Task set.
**A)** According to the passage on dancer posture, how much wider was the male dancers' scapulae distance than the female dancers' in the habitual posture?
**B)** Switch "shoulder blade distance" to "scapula distance" in the passage on dancer posture, and write out the text from "The gender comparison (Table" to "P3 and P4).".
**C)** Resume the passage on the posture of male and female dancers after its last sentence.

Source passage.

◇ ◇ ◇ ◇

The gender comparison in Table 3 shows significant differences (p ≤ 0.05–0.001) in the habitual posture (P1) with regard to the torso length D and S, the thoracic bending angle, lumbar bending angle, lordosis angle, scapula distance and left scapular angle. According to the results, the male dancers were, on average, about 50 mm taller, had median thoracic and lumbar bending angles that were about 2.5° greater and a lordosis angle that was about 11° smaller than in the females. Similarly, the males had an approximately 30 mm wider scapulae distance, with the left shoulder stance angle being marginally more caudal. With regard to the descriptive observation of the values, it can be stated that both male and female dancers had fundamentally symmetrical, balanced upper body statics for the spine, shoulder and pelvic areas. The deviations from the 0° axis were only marginal in the median values.

Table 3 Representation of the medians and the 1st and 3rd quartiles of all upper body posture parameters divided into the spine, shoulder and pelvis areas

The gender comparison (Table 2) for P2, P3 and P4 showed significant differences (p ≤ 0.05–0.001) in the torso length (analogous to posture 1), the lumbar bending angle and the lordosis angle, which were always approximately 3° greater in the median for the lumbar bending angle and approximately 17° greater for the lordosis angle in the females. Furthermore, analogous to posture 1, the male dancers' shoulder blade distance was greater than that of the female dancers in every posture (P2, P3 and P4).

In addition to the significances between the male and female dancers in the other postures (P2, P3 and P4), the frontal trunk decline, the axis deviation, the standard deviation of the rotation, the kyphosis angle, shoulder rotation and pelvic rotation were also significantly different in P5. While female dancers tilted their torso about 3° to the right, the male dancers tilted theirs about 3° to the left (frontal trunk decline). In male dancers, the transverse processes of the vertebrae were found to be rotated about 10° further to the right. In addition to the significantly larger lordosis angle, the kyphosis angle was also significantly larger in the female dancers (p ≤ 0.05). The shoulder and pelvic rotation showed an almost contrary picture.

◇ ◇ ◇ ◇

Extracted material.
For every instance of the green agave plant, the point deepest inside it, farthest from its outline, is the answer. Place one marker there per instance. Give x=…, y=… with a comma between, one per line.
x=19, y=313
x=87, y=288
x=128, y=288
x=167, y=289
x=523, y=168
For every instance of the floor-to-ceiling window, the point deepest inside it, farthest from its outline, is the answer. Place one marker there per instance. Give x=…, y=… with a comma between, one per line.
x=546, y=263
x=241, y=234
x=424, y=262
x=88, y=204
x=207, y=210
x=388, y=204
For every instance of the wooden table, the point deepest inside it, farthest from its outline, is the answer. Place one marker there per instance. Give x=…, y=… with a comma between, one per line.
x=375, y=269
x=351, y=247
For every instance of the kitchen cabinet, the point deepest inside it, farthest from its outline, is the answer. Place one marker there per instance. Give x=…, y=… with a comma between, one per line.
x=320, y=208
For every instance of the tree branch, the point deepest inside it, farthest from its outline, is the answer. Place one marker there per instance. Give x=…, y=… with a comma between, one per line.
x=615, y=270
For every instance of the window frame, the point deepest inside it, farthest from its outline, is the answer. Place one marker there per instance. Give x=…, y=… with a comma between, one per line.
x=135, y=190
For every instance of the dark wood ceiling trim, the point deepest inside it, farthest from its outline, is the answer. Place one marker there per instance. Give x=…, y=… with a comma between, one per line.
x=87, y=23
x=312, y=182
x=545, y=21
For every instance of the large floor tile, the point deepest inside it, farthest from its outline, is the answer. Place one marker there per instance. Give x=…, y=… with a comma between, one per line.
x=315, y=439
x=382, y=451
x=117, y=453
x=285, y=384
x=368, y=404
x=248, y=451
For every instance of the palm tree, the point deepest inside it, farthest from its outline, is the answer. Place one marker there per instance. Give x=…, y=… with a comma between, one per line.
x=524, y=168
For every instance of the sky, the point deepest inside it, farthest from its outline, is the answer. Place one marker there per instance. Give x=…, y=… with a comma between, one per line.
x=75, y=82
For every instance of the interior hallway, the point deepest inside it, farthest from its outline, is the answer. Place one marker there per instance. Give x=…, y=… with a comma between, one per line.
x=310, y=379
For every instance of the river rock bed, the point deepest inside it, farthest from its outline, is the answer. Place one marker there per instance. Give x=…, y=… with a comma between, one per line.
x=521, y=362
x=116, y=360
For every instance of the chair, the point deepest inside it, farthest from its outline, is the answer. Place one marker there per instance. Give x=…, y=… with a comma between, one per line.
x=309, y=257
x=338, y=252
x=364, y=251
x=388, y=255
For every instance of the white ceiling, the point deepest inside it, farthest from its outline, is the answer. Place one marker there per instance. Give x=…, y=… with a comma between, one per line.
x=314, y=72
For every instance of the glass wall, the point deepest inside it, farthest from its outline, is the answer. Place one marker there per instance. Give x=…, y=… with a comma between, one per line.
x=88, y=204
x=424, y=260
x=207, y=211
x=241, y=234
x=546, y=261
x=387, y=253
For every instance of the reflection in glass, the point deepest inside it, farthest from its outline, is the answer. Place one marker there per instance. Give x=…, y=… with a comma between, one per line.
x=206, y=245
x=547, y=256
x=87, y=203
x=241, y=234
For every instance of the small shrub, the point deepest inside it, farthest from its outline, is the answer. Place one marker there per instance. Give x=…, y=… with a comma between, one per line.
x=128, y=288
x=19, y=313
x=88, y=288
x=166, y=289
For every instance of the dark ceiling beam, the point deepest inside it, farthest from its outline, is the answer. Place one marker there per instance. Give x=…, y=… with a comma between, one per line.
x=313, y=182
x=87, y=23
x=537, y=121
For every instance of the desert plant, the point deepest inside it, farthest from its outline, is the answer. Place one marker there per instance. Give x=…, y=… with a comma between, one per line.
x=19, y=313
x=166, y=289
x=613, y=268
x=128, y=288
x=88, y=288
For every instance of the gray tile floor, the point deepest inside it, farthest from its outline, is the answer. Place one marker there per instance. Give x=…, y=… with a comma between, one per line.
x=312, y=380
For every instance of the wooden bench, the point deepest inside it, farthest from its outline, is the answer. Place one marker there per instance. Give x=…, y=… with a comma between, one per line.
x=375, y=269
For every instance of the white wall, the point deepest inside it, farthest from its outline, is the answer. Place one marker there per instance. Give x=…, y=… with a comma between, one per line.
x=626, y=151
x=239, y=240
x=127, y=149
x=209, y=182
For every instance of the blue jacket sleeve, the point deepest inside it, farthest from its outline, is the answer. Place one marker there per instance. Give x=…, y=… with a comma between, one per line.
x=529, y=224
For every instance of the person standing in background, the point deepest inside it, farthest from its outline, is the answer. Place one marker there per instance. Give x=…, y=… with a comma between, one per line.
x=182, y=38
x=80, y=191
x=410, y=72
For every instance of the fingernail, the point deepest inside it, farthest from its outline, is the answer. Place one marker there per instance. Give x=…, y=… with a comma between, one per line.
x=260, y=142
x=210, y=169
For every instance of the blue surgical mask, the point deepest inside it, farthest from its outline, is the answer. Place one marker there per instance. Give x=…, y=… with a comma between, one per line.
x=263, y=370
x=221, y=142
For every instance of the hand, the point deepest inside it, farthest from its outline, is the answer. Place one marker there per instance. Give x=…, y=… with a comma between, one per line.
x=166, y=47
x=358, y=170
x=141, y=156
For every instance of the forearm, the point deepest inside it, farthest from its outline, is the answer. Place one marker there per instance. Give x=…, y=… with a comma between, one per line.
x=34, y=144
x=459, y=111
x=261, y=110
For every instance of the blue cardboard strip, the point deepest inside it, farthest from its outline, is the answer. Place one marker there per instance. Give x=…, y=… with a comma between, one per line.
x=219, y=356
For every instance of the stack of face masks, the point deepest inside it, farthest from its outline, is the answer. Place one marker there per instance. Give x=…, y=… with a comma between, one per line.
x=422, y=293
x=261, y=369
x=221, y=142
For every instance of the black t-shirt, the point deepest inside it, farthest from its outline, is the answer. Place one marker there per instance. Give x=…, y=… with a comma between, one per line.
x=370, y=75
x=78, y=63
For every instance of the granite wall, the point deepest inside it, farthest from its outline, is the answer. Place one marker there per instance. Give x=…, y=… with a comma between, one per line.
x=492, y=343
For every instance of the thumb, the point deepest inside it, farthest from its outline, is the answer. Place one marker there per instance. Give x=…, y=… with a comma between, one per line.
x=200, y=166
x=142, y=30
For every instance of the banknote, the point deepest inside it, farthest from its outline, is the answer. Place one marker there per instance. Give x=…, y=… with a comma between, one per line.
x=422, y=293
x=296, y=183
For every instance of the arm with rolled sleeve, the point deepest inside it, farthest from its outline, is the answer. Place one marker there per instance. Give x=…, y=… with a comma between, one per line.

◇ ◇ ◇ ◇

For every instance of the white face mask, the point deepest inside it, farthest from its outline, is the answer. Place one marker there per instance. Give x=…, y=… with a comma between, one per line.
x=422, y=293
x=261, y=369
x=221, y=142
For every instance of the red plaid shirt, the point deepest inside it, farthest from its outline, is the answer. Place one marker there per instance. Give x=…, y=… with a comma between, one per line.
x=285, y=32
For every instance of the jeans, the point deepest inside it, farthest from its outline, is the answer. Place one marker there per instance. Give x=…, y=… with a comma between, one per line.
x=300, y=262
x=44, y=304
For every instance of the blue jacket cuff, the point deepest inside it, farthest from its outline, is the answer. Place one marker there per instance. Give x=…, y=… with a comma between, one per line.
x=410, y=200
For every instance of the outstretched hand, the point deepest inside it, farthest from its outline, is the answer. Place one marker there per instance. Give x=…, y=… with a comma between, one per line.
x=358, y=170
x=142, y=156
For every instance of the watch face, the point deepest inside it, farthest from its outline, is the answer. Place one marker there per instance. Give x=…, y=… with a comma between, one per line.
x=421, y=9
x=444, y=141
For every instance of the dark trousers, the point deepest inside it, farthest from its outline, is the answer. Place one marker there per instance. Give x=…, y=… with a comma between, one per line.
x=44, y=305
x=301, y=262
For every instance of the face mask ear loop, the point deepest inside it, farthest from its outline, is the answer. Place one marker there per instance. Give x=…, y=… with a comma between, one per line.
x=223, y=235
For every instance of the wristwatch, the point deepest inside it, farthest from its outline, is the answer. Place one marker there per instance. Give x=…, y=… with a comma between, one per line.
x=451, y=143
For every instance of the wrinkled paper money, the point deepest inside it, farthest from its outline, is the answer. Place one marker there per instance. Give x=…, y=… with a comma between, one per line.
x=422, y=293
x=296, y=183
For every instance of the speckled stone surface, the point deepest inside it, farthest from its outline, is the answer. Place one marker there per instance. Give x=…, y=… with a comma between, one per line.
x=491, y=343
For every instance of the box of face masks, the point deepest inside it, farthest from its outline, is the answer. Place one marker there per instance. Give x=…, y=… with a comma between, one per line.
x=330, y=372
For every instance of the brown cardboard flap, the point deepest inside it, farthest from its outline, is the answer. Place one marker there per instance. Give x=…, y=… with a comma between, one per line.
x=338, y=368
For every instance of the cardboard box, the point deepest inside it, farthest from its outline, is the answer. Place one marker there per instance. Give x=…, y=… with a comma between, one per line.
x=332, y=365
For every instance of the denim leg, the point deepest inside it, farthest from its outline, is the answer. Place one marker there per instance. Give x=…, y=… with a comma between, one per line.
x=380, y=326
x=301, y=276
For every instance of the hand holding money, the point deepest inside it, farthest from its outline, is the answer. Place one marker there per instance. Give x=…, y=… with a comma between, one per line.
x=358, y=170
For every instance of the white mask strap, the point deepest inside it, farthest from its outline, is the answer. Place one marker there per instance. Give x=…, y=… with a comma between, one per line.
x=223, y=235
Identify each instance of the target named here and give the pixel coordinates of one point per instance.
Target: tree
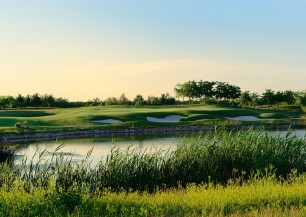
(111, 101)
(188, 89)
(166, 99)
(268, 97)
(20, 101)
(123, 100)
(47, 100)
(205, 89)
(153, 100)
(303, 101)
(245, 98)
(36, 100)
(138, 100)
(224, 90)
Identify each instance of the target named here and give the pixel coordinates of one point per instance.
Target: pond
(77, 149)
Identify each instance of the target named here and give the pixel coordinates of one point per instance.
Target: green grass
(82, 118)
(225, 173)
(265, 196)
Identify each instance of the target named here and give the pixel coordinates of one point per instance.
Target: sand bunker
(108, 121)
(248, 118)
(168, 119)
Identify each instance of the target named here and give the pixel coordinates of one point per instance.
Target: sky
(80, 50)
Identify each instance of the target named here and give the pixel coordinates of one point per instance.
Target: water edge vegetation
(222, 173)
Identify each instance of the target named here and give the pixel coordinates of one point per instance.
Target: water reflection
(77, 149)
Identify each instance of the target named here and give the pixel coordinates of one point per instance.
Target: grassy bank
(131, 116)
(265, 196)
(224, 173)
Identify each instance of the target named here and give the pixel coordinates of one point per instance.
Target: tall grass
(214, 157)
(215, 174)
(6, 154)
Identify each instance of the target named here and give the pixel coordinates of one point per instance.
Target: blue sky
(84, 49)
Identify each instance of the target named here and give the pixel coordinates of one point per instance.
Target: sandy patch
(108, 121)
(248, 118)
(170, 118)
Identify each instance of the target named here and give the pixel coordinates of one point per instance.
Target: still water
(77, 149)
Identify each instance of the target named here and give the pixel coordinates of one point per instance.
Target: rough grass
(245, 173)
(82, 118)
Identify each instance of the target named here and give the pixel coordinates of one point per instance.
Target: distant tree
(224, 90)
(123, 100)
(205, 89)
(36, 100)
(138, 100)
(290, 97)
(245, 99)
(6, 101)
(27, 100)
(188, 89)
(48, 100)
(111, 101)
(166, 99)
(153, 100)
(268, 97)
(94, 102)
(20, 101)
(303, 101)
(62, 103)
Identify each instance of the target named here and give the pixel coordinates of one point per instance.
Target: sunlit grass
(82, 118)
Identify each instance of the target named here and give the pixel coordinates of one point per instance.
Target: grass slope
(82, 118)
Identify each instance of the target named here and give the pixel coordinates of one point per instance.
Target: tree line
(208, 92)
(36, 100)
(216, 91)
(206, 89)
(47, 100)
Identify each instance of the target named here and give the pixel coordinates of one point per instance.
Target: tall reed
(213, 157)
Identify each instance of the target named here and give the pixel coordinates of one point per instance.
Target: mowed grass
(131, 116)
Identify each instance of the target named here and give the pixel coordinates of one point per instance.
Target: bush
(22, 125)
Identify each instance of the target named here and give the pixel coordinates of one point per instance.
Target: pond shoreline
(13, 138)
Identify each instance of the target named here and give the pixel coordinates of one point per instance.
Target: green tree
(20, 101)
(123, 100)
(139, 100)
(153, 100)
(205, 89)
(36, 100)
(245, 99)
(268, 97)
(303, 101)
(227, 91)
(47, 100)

◇ ◇ ◇ ◇

Answers for each item.
**A)** It was approximately 30 mm wider.

**B)**
The gender comparison (Table 2) for P2, P3 and P4 showed significant differences (p ≤ 0.05–0.001) in the torso length (analogous to posture 1), the lumbar bending angle and the lordosis angle, which were always approximately 3° greater in the median for the lumbar bending angle and approximately 17° greater for the lordosis angle in the females. Furthermore, analogous to posture 1, the male dancers' scapula distance was greater than that of the female dancers in every posture (P2, P3 and P4).

**C)**
The aim of the present study was to show the upper body statics in selected dance-specific and dance-non-specific postures, taking gender into account. All dancers stand more upright than non-dancers. The result of this comparison can be explained by the technical requirements of Latin dance [4, 12, 16].

The female dancers of the present study showed smaller torso lengths D and S than the subjects of Ohlendorf et al. [15, 18], while the male dancers showed a larger torso length D and a smaller torso length S when compared to those of Ohlendorf et al. [14, 18]; this can be attributed to the design of the dance figures and the overall aesthetic impression [2]. The significant difference in the lumbar bending angle in all postures was to be expected as females, generally, have a stronger lordosis than men, however, compared to Ohlendorf et al.'s studies [14, 15, 18, 25], this difference is not clinically relevant. Compared to the normal values from Ohlendorf's studies' [14, 15, 18], it can be seen that the male dancers have a lower thoracic bending angle, as well as a lower lumbar bending angle, than the non-dancing subjects [14]. The flattening of the lumbar bending angle in posture 2 compared to posture 1 is considered physiological [23]. It is interesting to note that the value of the lumbar bending angle in the female dancers in posture 4 (wearing dancing shoes with a 7 cm heel barely changes and even remains below the initial value of posture 1. Such a high heel creates a different traction on the ventral and dorsal side of the pelvis. Whether the female dancers in this study are sufficiently flexible or muscularly strong enough, in contrast to what Baumann [4] describes, to compensate for the heel height of the shoe in the lumbar spine, cannot be conclusively clarified here [24]. The male dancer´s heel of 3.6 cm (on average) also has no effect on the lumbar bending angle. Both sexes show a flatter lumbar bending angle in posture 5 than in posture 1; this can be explained by the requested straightening of the spine in dance [2].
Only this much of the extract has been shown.